| Direction |
Give the rows between the line holding "# Mark the region of the boulder" and the line holding "M550 343L550 351L568", inclusive, as a Markdown table with a Number column counting them and a Line column holding each one, leaving out blank lines.

^^^^

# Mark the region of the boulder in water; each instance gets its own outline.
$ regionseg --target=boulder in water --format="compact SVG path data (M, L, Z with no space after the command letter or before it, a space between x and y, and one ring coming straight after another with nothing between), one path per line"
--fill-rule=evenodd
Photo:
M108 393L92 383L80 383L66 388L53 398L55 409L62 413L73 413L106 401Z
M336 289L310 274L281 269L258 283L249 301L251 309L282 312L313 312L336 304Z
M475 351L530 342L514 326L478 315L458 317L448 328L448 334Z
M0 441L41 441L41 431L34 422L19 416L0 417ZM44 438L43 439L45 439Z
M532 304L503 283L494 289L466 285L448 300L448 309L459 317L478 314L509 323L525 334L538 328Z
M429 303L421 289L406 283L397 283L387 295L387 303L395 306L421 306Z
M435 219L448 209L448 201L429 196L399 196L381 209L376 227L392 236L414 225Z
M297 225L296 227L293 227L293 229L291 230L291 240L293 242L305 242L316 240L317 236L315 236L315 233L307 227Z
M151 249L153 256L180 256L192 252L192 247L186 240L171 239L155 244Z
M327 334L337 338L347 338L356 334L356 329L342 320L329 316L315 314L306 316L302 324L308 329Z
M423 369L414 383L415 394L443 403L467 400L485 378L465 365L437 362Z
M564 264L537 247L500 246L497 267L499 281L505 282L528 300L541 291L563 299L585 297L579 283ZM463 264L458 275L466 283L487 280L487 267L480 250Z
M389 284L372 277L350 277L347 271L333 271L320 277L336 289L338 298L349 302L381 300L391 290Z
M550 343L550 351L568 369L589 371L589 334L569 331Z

^^^^

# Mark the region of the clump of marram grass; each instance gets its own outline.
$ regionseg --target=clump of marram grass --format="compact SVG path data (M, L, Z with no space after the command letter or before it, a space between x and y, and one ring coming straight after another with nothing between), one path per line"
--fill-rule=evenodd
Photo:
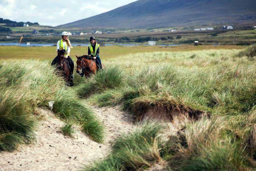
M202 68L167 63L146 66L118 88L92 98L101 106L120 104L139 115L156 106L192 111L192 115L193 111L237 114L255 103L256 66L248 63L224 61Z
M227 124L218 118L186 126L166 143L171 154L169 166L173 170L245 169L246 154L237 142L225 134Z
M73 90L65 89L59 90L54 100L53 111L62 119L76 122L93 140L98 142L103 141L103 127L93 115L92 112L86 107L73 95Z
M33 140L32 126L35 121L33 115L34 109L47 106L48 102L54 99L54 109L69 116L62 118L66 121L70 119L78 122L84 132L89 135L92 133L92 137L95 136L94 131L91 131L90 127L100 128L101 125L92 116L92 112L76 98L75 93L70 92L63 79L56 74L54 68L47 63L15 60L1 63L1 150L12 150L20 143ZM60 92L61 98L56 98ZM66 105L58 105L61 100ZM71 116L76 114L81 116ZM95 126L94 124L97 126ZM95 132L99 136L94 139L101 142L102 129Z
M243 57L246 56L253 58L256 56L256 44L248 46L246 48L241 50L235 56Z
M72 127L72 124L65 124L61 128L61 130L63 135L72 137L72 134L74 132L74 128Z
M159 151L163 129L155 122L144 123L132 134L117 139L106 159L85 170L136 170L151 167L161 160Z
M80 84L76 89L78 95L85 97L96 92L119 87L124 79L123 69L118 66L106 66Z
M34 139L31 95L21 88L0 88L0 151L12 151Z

^^^^

| Output below |
| Number | Line |
|---|---|
| 1 | # Mark the region of the boulder in water; each instance gets its own outline. |
| 2 | $ regionseg --target=boulder in water --format="compact SVG path data (M, L, Z with no space after the command letter or before it, a space between x and y, and one ring coming straight after another with nothing between), one path per line" |
| 3 | --fill-rule=evenodd |
| 4 | Photo: |
| 5 | M108 393L92 383L80 383L66 388L53 398L55 409L62 413L73 413L106 401Z |
| 6 | M336 289L310 274L281 269L258 283L249 301L251 309L282 312L313 312L336 304Z |
| 7 | M475 351L530 342L514 326L478 315L458 317L448 328L448 334Z |
| 8 | M0 441L41 441L41 431L34 422L19 416L0 417ZM44 438L43 439L45 439Z |
| 9 | M532 304L503 283L494 289L466 285L448 300L448 309L459 317L478 314L509 323L525 334L538 328Z |
| 10 | M429 303L421 289L406 283L397 283L387 295L387 303L395 306L421 306Z |
| 11 | M435 219L448 209L448 201L429 196L399 196L381 209L376 227L392 236L414 225Z |
| 12 | M297 225L296 227L293 227L293 229L291 230L291 240L293 242L305 242L316 240L317 236L315 236L315 233L307 227Z |
| 13 | M151 249L153 256L180 256L192 252L192 247L186 240L171 239L155 244Z |
| 14 | M327 334L337 338L347 338L356 334L356 329L342 320L329 316L315 314L306 316L302 324L308 329Z |
| 15 | M423 369L414 383L415 394L443 403L467 400L485 378L465 365L437 362Z |
| 16 | M564 264L537 247L500 246L497 267L499 281L505 282L528 300L541 291L563 299L585 297L579 283ZM463 264L458 275L466 283L487 280L487 267L480 250Z |
| 17 | M389 284L372 277L350 277L347 271L333 271L320 277L336 289L338 298L349 302L381 300L391 290Z |
| 18 | M550 343L550 351L568 369L589 371L589 334L569 331Z |